Perintah Tugas :: Pilih lalu salin setiap baris entri di bawah ini yang memuat kata "instance".

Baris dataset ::
************
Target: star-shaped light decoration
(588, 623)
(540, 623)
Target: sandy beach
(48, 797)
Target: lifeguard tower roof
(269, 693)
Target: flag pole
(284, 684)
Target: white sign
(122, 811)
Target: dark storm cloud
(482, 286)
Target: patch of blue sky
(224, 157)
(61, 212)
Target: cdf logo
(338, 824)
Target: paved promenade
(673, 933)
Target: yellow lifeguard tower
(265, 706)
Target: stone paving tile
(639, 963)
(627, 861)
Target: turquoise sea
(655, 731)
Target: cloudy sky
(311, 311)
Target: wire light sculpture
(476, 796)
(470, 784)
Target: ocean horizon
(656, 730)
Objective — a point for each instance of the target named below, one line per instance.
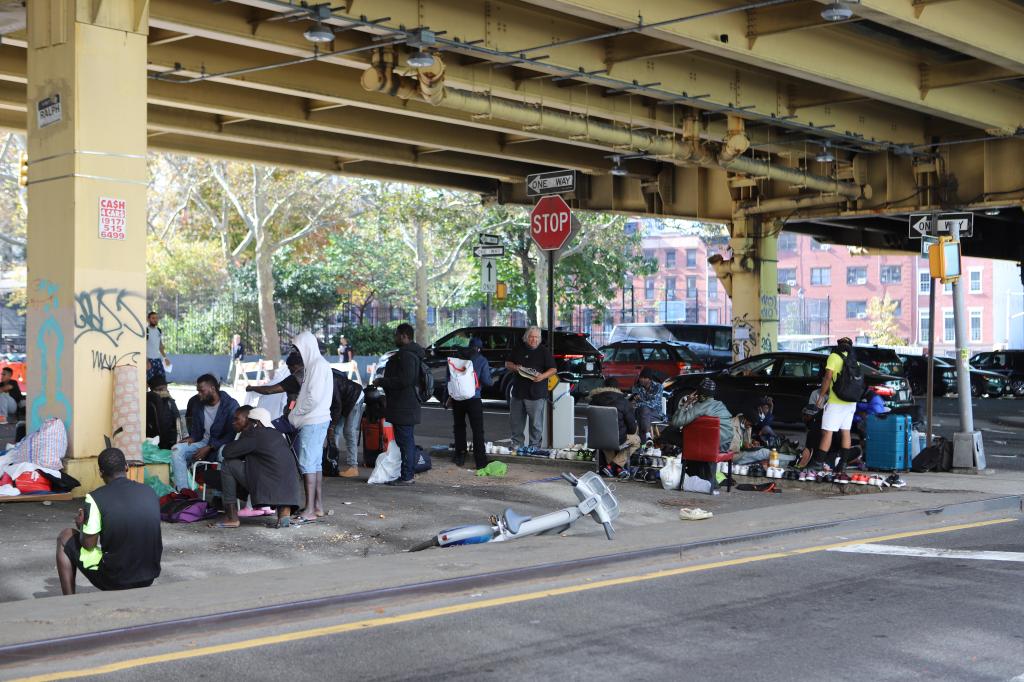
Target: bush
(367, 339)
************
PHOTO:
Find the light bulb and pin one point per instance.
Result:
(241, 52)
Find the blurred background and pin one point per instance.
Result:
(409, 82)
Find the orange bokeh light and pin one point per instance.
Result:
************
Penyelesaian ::
Objective — a point for each instance of the target named below, one line per instance.
Find the light bulb and pin one point per instance.
Find the blurred background and pin one point per instance.
Find the orange bokeh light and pin one point per instance.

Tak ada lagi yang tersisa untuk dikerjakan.